## Information supplied
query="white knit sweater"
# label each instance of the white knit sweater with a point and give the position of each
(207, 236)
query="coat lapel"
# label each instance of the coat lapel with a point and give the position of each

## Task prompt
Reformat every line of the records above as a Markdown table with the columns "Row" and "Entry", numbering the rows in order and omitting any blank lines.

## Full solution
| Row | Entry |
|---|---|
| 1 | query="white knit sweater" |
| 2 | # label each instance of the white knit sweater with a point and give the position of each |
| 3 | (207, 236) |
| 4 | query="coat lapel" |
| 5 | # label each instance of the coat lapel with a point and give the position of each |